What to produce: Reproduce the line that holds "Mark the mountain" together with all the lines after it up to the end of the entries.

++++++++

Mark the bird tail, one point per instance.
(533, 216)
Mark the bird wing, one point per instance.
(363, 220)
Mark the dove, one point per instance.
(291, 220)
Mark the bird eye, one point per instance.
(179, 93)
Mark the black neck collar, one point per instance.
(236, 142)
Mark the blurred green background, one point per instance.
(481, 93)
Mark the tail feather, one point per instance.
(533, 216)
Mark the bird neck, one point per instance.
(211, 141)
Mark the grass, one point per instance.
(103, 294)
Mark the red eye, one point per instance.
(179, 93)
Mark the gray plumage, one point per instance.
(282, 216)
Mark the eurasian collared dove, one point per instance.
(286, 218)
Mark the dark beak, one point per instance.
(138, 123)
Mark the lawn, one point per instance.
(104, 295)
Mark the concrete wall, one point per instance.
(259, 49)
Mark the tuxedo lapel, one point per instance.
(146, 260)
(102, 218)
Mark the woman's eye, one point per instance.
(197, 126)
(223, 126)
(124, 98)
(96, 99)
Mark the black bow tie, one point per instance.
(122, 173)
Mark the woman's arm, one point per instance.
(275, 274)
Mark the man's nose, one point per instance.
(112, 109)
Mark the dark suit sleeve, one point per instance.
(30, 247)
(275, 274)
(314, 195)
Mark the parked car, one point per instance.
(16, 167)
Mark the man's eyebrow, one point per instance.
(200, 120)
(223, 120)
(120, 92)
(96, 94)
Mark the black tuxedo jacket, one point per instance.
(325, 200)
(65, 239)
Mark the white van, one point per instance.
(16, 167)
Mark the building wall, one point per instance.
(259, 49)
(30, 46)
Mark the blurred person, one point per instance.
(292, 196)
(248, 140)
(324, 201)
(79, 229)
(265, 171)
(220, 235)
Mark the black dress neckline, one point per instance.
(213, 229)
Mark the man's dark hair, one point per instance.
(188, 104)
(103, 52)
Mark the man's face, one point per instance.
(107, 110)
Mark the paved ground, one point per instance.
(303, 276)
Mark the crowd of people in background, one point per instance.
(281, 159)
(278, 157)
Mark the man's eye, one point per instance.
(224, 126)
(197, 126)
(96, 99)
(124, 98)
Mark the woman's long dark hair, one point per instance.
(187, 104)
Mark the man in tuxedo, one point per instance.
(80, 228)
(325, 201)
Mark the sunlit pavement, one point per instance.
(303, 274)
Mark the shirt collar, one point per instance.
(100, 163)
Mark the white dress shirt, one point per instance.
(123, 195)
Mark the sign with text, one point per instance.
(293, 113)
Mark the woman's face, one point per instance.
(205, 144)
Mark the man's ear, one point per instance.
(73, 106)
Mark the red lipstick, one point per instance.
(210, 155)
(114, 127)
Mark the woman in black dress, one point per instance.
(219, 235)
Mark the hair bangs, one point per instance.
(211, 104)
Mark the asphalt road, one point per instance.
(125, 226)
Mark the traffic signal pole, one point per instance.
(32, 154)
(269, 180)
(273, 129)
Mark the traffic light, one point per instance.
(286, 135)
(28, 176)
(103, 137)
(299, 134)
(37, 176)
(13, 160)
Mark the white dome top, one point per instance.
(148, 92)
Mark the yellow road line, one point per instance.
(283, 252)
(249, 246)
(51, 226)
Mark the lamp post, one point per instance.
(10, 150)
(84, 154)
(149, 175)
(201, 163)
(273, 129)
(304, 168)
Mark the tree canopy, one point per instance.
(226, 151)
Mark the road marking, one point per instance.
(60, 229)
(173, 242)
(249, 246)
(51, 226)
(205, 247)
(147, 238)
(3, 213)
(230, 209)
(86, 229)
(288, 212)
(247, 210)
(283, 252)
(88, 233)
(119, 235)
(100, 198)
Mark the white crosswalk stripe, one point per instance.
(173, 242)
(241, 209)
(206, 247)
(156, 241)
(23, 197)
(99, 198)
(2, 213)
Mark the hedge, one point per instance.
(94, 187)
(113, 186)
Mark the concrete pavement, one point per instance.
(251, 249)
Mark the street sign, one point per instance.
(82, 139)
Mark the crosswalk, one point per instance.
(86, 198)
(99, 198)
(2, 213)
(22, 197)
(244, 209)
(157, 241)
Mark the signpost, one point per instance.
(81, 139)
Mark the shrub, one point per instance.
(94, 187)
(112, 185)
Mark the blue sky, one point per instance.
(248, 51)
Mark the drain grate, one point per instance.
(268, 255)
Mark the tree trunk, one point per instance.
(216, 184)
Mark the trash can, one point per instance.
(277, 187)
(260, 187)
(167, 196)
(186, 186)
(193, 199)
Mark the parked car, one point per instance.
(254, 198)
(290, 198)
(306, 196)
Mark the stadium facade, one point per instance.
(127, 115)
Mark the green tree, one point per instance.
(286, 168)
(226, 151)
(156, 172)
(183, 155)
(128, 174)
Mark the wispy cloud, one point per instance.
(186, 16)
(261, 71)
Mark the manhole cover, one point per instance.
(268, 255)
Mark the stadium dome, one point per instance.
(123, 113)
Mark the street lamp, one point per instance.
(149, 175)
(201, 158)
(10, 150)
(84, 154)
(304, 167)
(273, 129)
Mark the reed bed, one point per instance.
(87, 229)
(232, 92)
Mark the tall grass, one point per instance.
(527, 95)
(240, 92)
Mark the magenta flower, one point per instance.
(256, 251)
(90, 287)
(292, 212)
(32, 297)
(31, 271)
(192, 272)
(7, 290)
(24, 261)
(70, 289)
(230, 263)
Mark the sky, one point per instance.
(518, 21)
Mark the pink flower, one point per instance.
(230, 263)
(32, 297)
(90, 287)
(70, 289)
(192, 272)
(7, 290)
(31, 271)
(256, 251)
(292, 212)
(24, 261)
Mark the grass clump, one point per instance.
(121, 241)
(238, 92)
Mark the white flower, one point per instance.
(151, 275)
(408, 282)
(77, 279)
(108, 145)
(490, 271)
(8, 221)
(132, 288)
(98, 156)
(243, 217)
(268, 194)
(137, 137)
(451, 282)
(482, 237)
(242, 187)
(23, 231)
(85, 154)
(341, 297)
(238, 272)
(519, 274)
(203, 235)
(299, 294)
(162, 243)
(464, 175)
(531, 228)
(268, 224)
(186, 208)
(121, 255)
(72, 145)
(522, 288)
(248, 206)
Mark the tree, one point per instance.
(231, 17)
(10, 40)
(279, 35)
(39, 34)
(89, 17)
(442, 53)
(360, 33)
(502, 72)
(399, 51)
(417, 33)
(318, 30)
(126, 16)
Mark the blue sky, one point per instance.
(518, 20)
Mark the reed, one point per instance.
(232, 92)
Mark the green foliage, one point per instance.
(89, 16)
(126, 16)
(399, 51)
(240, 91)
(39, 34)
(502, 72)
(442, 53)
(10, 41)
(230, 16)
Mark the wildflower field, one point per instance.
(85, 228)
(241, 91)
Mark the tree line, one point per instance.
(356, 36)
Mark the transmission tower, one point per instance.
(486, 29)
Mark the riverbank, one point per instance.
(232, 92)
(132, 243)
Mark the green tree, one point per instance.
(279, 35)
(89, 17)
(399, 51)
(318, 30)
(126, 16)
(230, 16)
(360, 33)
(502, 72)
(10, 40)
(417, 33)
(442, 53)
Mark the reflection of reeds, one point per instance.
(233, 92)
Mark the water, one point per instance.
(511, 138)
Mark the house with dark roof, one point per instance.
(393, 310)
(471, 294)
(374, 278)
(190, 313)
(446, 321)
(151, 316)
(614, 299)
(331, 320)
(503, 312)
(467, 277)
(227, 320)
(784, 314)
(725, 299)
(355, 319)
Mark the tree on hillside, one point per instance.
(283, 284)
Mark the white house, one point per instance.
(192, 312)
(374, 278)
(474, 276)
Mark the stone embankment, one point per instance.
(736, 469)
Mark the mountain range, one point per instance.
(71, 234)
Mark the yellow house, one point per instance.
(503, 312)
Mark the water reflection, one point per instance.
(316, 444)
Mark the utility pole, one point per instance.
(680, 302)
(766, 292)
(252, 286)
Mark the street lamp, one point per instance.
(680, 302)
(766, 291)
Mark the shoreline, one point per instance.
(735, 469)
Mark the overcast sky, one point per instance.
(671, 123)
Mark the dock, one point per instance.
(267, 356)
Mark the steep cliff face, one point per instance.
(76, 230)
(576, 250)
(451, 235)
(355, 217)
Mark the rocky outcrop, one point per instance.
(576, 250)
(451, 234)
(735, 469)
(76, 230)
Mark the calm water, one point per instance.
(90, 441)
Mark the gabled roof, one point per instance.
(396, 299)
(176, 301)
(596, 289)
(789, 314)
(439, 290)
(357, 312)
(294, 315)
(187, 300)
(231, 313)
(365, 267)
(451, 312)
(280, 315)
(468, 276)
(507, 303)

++++++++

Reply:
Mark the mountain range, one point per instance.
(71, 234)
Mark the yellow house, one point per instance.
(503, 312)
Mark the water reflection, one point per instance.
(316, 444)
Mark the utility pole, one point per instance.
(680, 302)
(766, 292)
(252, 286)
Mark the street lamp, one point per instance.
(680, 302)
(766, 291)
Mark the shoreline, one point per instance.
(735, 469)
Mark the overcast sky, one point per instance.
(671, 123)
Mark the dock, one point per instance.
(267, 356)
Mark the steep cliff face, one point per instance.
(76, 230)
(576, 250)
(451, 235)
(355, 217)
Mark the rocky outcrop, one point per instance.
(576, 250)
(451, 234)
(735, 469)
(76, 230)
Mark the calm water, one point per instance.
(90, 441)
Mark the gabled roof, one point per instance.
(396, 299)
(176, 301)
(596, 289)
(789, 314)
(439, 290)
(357, 312)
(294, 315)
(187, 300)
(231, 313)
(365, 267)
(451, 312)
(280, 315)
(468, 276)
(507, 303)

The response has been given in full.